Work to complete: Copy the entries from the line containing "A colleague of mine needs the bounding box for the license" through the line containing "[340,453,413,474]", swapping "license plate" for "number plate" and leaving everything else as it is.

START

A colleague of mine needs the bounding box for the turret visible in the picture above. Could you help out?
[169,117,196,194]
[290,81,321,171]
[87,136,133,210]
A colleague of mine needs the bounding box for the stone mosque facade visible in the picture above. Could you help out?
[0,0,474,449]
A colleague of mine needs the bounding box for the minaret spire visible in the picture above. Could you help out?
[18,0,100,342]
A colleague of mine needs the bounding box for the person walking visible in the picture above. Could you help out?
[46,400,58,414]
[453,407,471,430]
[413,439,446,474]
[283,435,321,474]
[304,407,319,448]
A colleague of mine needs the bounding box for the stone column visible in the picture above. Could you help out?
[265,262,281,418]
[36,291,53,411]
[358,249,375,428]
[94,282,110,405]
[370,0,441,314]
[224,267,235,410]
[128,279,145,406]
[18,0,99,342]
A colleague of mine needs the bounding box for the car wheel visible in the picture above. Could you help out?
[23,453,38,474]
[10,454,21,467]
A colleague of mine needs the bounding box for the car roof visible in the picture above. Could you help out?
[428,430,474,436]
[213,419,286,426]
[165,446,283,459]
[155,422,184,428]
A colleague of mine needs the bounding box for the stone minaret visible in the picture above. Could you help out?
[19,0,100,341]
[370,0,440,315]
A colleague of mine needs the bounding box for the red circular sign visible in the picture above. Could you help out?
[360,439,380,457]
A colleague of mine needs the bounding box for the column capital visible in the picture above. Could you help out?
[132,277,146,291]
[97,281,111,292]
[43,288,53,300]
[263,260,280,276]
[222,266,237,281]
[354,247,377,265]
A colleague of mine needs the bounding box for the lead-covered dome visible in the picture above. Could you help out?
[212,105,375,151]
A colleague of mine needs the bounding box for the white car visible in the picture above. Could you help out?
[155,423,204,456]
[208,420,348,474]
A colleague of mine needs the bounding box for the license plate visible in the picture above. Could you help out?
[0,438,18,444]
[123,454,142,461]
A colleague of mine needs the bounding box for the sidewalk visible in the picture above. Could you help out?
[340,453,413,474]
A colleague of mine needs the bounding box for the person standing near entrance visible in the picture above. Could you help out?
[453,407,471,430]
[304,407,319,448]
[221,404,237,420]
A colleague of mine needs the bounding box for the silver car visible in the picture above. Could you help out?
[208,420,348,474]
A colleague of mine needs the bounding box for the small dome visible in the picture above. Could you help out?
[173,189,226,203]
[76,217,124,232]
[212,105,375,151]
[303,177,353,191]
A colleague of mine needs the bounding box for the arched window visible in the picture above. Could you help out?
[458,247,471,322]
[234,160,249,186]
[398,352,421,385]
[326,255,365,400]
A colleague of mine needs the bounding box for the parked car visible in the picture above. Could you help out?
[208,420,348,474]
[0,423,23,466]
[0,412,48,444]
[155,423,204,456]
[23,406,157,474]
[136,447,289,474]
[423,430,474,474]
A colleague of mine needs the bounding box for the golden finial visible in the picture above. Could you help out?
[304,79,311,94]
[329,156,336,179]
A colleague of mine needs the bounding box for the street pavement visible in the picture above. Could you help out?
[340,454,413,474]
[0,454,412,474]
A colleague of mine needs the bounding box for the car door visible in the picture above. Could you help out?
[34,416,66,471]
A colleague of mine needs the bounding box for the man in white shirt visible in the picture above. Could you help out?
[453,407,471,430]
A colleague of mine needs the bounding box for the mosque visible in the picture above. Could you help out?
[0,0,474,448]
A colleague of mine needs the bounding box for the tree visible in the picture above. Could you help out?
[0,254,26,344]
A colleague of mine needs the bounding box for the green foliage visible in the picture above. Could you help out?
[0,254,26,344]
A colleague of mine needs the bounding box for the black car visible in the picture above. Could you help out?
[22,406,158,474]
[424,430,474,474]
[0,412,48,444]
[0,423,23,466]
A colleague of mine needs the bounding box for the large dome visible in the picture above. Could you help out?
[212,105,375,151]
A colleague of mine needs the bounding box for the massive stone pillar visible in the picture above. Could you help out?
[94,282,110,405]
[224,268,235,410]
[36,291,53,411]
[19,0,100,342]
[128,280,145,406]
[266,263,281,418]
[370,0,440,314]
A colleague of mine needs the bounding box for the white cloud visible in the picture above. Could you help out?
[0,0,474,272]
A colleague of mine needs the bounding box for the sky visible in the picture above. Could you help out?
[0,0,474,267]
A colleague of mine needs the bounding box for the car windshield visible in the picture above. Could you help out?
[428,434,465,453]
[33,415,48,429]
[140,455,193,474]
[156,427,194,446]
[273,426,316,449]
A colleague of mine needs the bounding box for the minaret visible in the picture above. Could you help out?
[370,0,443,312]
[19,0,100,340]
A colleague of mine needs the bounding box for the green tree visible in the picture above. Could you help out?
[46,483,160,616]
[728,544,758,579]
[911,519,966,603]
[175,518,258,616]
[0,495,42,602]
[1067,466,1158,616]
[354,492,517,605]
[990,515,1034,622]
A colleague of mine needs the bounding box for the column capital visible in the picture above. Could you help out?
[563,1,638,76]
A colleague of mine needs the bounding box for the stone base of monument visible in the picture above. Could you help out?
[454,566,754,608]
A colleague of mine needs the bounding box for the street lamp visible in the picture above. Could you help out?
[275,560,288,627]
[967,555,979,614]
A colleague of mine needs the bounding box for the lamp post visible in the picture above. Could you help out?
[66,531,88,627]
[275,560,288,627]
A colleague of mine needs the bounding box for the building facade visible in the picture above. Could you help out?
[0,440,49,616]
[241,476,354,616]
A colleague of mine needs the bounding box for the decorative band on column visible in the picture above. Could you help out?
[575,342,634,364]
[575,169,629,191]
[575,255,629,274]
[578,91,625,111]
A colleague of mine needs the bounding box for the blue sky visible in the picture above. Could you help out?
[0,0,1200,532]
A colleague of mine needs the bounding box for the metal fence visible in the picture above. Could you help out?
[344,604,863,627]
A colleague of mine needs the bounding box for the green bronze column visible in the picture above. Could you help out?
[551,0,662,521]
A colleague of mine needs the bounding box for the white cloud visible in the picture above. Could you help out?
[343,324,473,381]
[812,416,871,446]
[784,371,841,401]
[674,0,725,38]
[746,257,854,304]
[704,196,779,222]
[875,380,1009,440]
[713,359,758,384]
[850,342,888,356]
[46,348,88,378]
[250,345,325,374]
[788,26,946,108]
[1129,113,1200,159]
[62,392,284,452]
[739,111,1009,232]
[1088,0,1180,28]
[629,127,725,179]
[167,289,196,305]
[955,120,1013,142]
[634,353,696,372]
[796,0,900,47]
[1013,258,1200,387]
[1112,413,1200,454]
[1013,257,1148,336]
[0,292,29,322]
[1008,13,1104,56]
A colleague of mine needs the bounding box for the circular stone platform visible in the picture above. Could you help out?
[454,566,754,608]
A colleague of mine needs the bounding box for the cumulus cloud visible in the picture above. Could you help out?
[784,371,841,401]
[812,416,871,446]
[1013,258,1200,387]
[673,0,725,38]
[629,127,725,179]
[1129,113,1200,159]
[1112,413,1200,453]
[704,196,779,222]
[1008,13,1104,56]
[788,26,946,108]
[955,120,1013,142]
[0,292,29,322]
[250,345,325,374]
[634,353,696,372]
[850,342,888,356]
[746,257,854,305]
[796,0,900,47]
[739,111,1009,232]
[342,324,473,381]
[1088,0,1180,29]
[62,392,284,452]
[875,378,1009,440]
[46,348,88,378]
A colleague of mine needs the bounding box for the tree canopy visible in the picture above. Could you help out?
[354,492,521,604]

END

In response:
A colleague of mine needs the bounding box for the number plate visible in the picture above. Could you help out?
[0,438,18,444]
[123,454,142,461]
A colleague of mine needs the bounding box for the sidewalk visible in the picture above. Could you help out?
[340,453,413,474]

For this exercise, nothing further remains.